--- START OF Extract provided ---
Migrating 23TB from S3 to B2 in 7 hours

andrewstuart · on April 12, 2019

@ USD$0.05 cents per gigabyte out from S3, that's about USD $1150 to transfer 23TB is that right?

https://aws.amazon.com/s3/pricing/

I'd be pretty nervous about hitting the delete button after the data transfer.

CherryJimbo · on April 12, 2019

Almost double that, as we didn't hit the tier for the lower $0.05 pricing. We also used some of their more expensive locations for some storage too, like Singapore - the 23TB was spread between different regions.

qaq · on April 13, 2019

Ain't aws great would've being like what $250 on DO

Operyl · on April 13, 2019

And then you also get to deal with DO losing entire clusters of Spaces, for a week+ at a time with no timely status updates. That was great ..

scrollaway · on April 13, 2019

You're not buying the same thing. Comparing AWS to DO is like comparing your home printer-scanner with the Hubble telescope.

Yes, one of them is more expensive.

lultimouomo · on April 13, 2019

Really?

I'm not saying AWS doesn't offer anything over bare servers, but do people think it's a Hubble to their home printers?

yani · on April 13, 2019

Yes. AWS is that awesome with the number of different and sophisticated services that they offer. Azure is probably the only other cloud that comes close. DigitalOcean is cheap, unreliable, and the amount of services being offered can be counted on the fingers of my one hand. I can talk about the issues there are with DO on a daily basis. Once you are past MVP, your business needs a better home.

stanmancan · on April 13, 2019

I would love to hear more about the issues you’ve experienced with DO. We have been using them more and more lately and have had a much better experience there than on AWS, GCP, or Linode.

manigandham · on April 13, 2019

That's a bad analogy but yes, AWS is a vast portfolio of services to solve your problems. If all you need are some bare-metal servers and nothing else then you really don't need AWS in the first place and are paying a premium for stuff you're not using.

qaq · on April 13, 2019

They have a vast portfolio of services to solve resume driven architectures problem. The scale at which you outgrow 2 modern high end load balanced boxes is something 99% of the projects will never achieve. There are legitimate use cases for cloud services but what majority of projects are using them for is not it. Reminds me of service at FB that issues and processes data from roughly several hundred million requests per day runs on a single box and is a regular python app. 99% of startups would implement same thing as some data processing pipeline with kafka, spark , hadoop or whatever else is "absolutely critical" to have to process 1/1000 the size of data.

qes · on April 16, 2019

It's a bit of a stretch, but yeah there's a pretty vast difference between AWS or Azure and DigitalOcean.

deforciant · on April 13, 2019

And comparing AWS to GCP is like comparing Hubble telescope to James Webb telescope :)
--- END OF Extract provided ---
--- START OF Listed entries ---
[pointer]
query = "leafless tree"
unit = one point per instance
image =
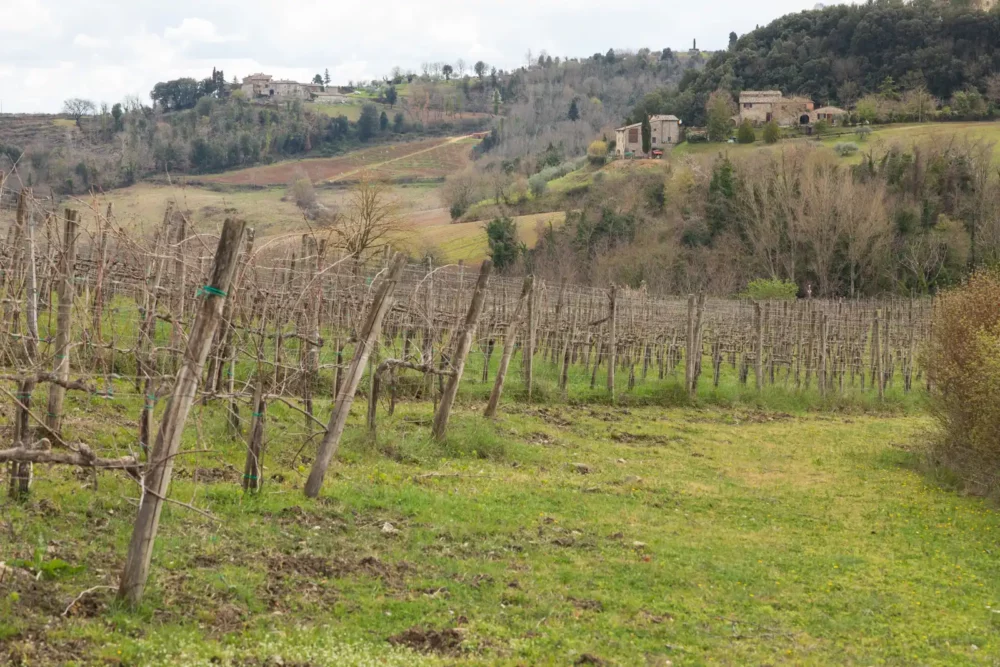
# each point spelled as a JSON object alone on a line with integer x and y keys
--- END OF Listed entries ---
■ Challenges
[A] Translate this sentence from the S3-to-B2 migration thread into Spanish: "Comparing AWS to DO is like comparing your home printer-scanner with the Hubble telescope."
[B] In the S3-to-B2 migration thread, which region does CherryJimbo name as one of the more expensive storage locations used?

■ Responses to the exercise
[A] Comparar AWS con DO es como comparar tu impresora-escáner doméstica con el telescopio Hubble.

[B] Singapore